Work task - For this exercise, print all of the entries exactly as given.

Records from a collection
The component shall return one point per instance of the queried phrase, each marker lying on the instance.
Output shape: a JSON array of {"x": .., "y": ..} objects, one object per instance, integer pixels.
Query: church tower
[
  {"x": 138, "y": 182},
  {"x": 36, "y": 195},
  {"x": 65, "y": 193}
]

Answer section -
The component shall return one point per instance of the queried phrase, each marker lying on the instance.
Output shape: a JSON array of {"x": .., "y": ..} objects, one object per instance, integer pixels.
Query: church tower
[
  {"x": 138, "y": 182},
  {"x": 36, "y": 195},
  {"x": 65, "y": 193}
]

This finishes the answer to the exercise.